>> BEGIN Source excerpt
Unfortunately, California's incentive program is still restrictive, available only to small individual systems, limited to a few million dollars per year. In round figures, for every dollar the utilities got from deregulation via the State and ratepayers, California spent less than a cent on supporting PVs. If the States, especially Arizona, California and New Mexico, commit to buying PVs by guaranteeing fair rates and tariffs, PV makers will meet the challenge and become a major economic factor in those States.
So what's the solution?
First, the Federal Government should make massive PV-cell and green-power buys. Successful programs include the GSA's 120 KW Suitland (MD) Federal Center (if President Bush looks out of his helicopter, between the White House and Andrews Air Force Base, he'll see it clearly). The Pentagon has identified 3,000 MW of diesel power that could be replaced by PVs. The government is a huge market both for hardware and electricity. If the Feds mandate PV or green power, the effects would be dramatic.
>> END Source excerpt
>> BEGIN Source material
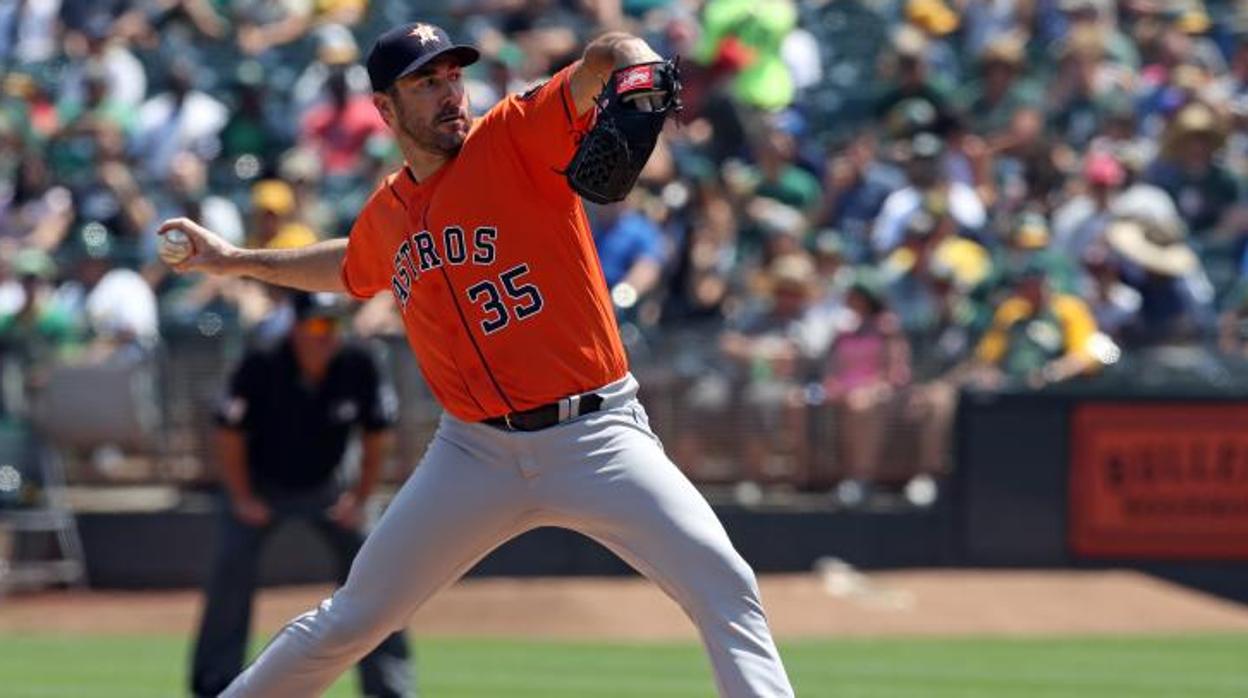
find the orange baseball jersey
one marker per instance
(493, 266)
>> END Source material
#### Tasks for this exercise
a) In the piece on solar power policy, which states does the sentence beginning "If the States, especially" name? List them all.
b) Write out the passage of the piece on solar power policy starting at "Unfortunately, California's incentive" and ending at "in those States.", switching "California" to "Nevada" throughout.
c) Carry the piece on solar power policy forward from its last sentence.

#### Results for the exercise
a) Arizona, California, New Mexico

b)
Unfortunately, Nevada's incentive program is still restrictive, available only to small individual systems, limited to a few million dollars per year. In round figures, for every dollar the utilities got from deregulation via the State and ratepayers, Nevada spent less than a cent on supporting PVs. If the States, especially Arizona, Nevada and New Mexico, commit to buying PVs by guaranteeing fair rates and tariffs, PV makers will meet the challenge and become a major economic factor in those States.

c)
Second, State and Federal Goverment
legislation should allow true distributed power to compete on the
grid. Even the government has documented the sorry story of utility
behavior. See "Making Connections," Case Studies of Interconnection
Barriers and their impact on Distributed Power Projects, May 2000,
NREL/SR-200-28053. Implement the 10-point plan (see
www.distributed-generation.com/Library/Making_Connections.pdf for
the executive summary) on a State and Federal level. Result: PVs
will be produced and installed at a rate of thousands of MW/year,
cheaper than any hydrocarbon equivalent, paving the way for the next
step in the Point Reyes LIGHT National Energy Plan.